*VORLIEGENDER TEXT*
Alles darüber hinausginge, wäre nach meiner Auffassung dann Sache des Staatsanwaltes.
Nee Spock, auch dann wäre es Freiheitsberaubung. Deine Kriterien sind ja völlig willkürlich. Wer entscheidet denn was ein 'objektiv grosser Misstand' ist? Die Gewerkschaft? Das Kommittee der grossen Gerechtigkeit? Die Frau von Reverent Lovejoy?
Wer entscheidet denn was ein 'objektiv grosser Misstand' ist?
Ja, ich weiß, das ist der Knackpunkt an meiner Checkliste. Damit müsste das auf jeden Fall erstmal vor Gericht, weil der Frau von Reverend Lovejoy kann man das nicht auch noch aufhalsen.
DP schrieb am 21.04.2009 17:19
Du bist also der Meinung, das Management ist allein dazu da, arbeitnehmerfreundliche Arbeitsplätze zu gestalten? Jede Form von Rationalisierung oder des Arbeitsplatzabbaus, weil vielleicht nicht mehr genügend Arbeit vorhanden ist, ist abzulehnen?
Woher erkennst du das ?
Du suggerierst, dass die MA die Manager aus Jux und Tollerei als Geiseln genommen haben, und dann die Manager mit Werksschliessungen reagiert haben.
Aber Tatsache ist nun mal, dass ERST die Manager die Schliessung des Werkes beschlossen haben und DANN die Mitarbeiter sie als Geiseln genommen haben.
Und es gibt sicher viele Fälle, wo diese Werksschliessungen nicht nur aus Sicht der AN, sondern auch der Aktionäre äusserst fragwürdig sind. Eine Rationalisierungsmassnahme ist nicht alleine deswegen sinnvoll, weil sie ein Manager beschlossen hat.
Ich hab mir mal sagen lassen, dass Nötigung in Frankreich nicht strafbar ist. Das war, als die Bauern mit ihren Treckern die Straßen blockiert hatten. Weiß nicht ob das (noch) stimmt, aber wenn, spräche es ebenfalls für diese "andere Streitkultur".
kater_5 schrieb am 21.04.2009 20:08
Eine Rationalisierungsmassnahme ist nicht alleine deswegen sinnvoll, weil sie ein Manager beschlossen hat.
Doch genau das. Ein normales Unternehmen ist schliesslich aus gutem Grund kein direktdemokratischer Laden in dem per Voting der MA die Firma geführt wird. Dafür ist das Management da.

*ZU ERLEDIGENDE AUFGABEN*
(1) Wie lautet der Abschnitt der Forumsdiskussion, der mit den Worten „Woher erkennst du“ beginnt und mit „Werksschliessungen reagiert haben.“ endet, wenn du „Jux und Tollerei“ durch „reiner Langeweile“ austauschst?
(2) Stimmen diese Aussagen mit der Forumsdiskussion überein? Antworte jeweils mit Ja oder Nein und zitiere die entscheidenden Worte.
(a) Die Manager beschlossen die Schließung des Werkes, bevor die Mitarbeiter sie als Geiseln nahmen.
(b) Wer über Nötigung in Frankreich schreibt, ist sich sicher, dass sie dort nicht strafbar ist.
(c) Ein normales Unternehmen wird per Abstimmung der Mitarbeiter geführt.

*BEREITGESTELLTE ANGABEN*
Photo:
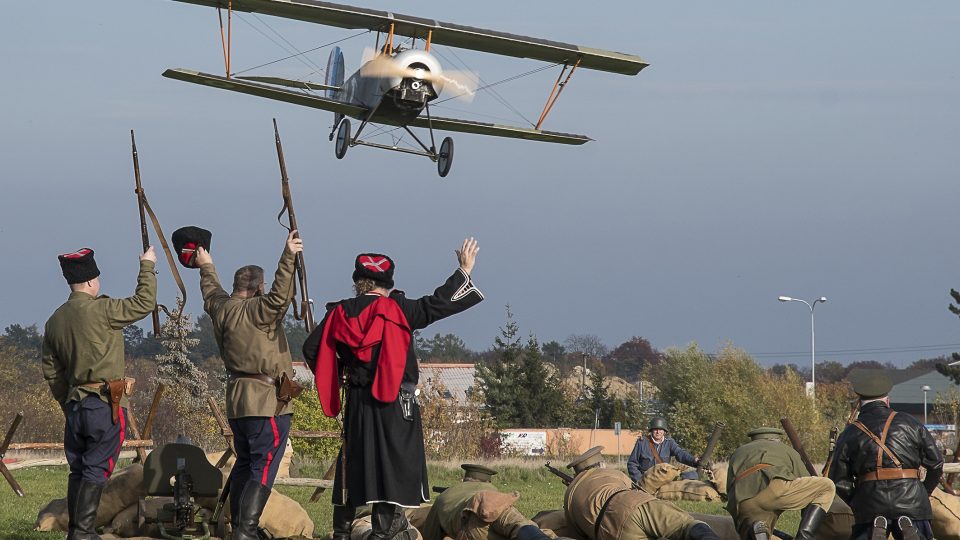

*LÖSUNGEN*
(1)
Woher erkennst du das ?
Du suggerierst, dass die MA die Manager aus reiner Langeweile als Geiseln genommen haben, und dann die Manager mit Werksschliessungen reagiert haben.

(2)
(a) Ja: „dass ERST die Manager die Schliessung des Werkes beschlossen haben und DANN die Mitarbeiter sie als Geiseln genommen haben“
(b) Nein: „Weiß nicht ob das (noch) stimmt“
(c) Nein: „Ein normales Unternehmen ist schliesslich aus gutem Grund kein direktdemokratischer Laden in dem per Voting der MA die Firma geführt wird.“